* **What the task requires**
Rescale the lines from the one containing "Note. One marker is placed on each instance of the green" through the one containing "[(761, 344)]" by giving them all again, requests included, but with every point coordinate in the answers multiplied by 1.75 and rounded to a whole number, halves rounding up. Leave the pictures out of your answer.

* **Data excerpts**
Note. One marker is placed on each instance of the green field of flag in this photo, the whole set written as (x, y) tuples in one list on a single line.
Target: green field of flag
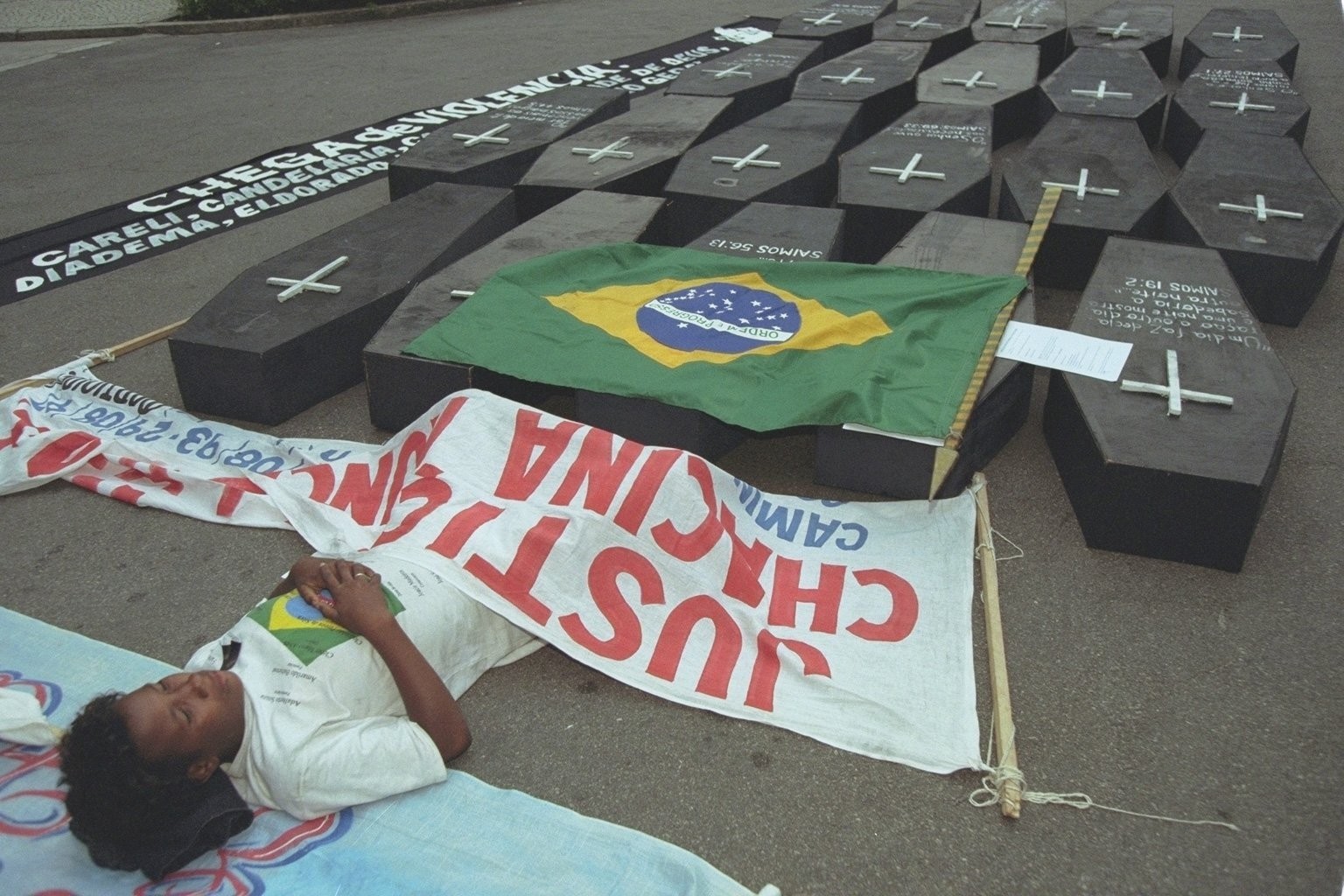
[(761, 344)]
---
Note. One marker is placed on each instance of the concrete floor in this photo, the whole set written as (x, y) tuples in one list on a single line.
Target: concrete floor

* **Reply to the exercise**
Note. One marker is placed on each instance of the green field of flag in this photo, the whole set written as (x, y) tuples in one list on a single line.
Target: green field of flag
[(1332, 602)]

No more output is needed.